- **Brief**:
Copy the BOINC discussion again, everything from "On Tuesday, 12" down to "a slot dir.", switching "client" to "program".

- **Document passage**:
I also attach directory listings for the slot and GPUGrid project folders at 
various stages of the cleanup: the slot held 34 files totalling 44,186,727 
bytes, which doesn't sound excessive: the largest file deletion (94,783,960 
bytes) occurred several minutes later, when that file finished uploading.
I'll enable similar logging and watch what happens when the next GPUGrid task 
starts up, but from memory, the disruption to BOINC is less severe at startup.



     On Tuesday, 12 May 2015, 23:29, David Anderson <da...@ssl.berkeley.edu> 
wrote:
   
 

 BTW: the client isn't completely single-threaded;
it uses a separate thread to do CPU throttling.
It would be feasible to also use separate threads
for serving GUI RPC connections,
which would allow client to remain responsive even while
e.g. copying thousands of files to a slot dir.
-- David

On 12-May-2015 2:40 AM, Seke Rob wrote:
> Reminds me of the Clean Energy Project, Phase 2 and why we have app_config 
> and 
> <max_concurrent> and a default control of allowing 1 'In Progress' on a host. 
> This 
> project sets up in slot copying near 6700 files [symlinking proposed long ago 
> as 
> is done on several other WCG projects for the static files]. If more than one 
> CEP2 
> is started the machine feels at times like a snail, responsiveness of the 
> BOINC 
> manager is poor, many a time the less powerful systems incurring error zero 
> status 
> exits or total fail. On an 8 core observed it could take over an hour before 
> actual computing commenced [CPU time logged]. Boot cycle requires manually 
> starting of tasks one by one. Kevin Reed few years ago raised a ticket for 
> staggered starting, where the models can reach several GB and bigger in the 
> coming. At any rate, as much as these 6700 files are copied, they also then 
> are 
> needing of deletion at completion [physical or symlink references]. The 
> effect of 
> starting 1 CEP2 and finishing / packaging / zipping and transmitting can 
> easily 
> lead to several minutes of there not being any computing, just whirring, for 
> minutes, just elapsed being logged. The more run the more the issue 
> compounds, 
> with the effect of what many incur, the exit zero status series, resetting to 
> start or last checkpoint with often hours of computing time lost.
>
> Maybe you'd like to get in touch with your confederates at WCG [Keith 
> Uplinger], 
> to discuss the issue further as this is now nearing a 5 year continues 
> frustration 
> [June 2010 launch, and a huge limitation on the speed of progress on this 
> project].

- **Source material**:
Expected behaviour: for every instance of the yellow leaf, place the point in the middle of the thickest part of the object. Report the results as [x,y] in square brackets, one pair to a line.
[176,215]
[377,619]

- **Solution to the exercise**:
On Tuesday, 12 May 2015, 23:29, David Anderson <da...@ssl.berkeley.edu> 
wrote:
   
 

 BTW: the program isn't completely single-threaded;
it uses a separate thread to do CPU throttling.
It would be feasible to also use separate threads
for serving GUI RPC connections,
which would allow program to remain responsive even while
e.g. copying thousands of files to a slot dir.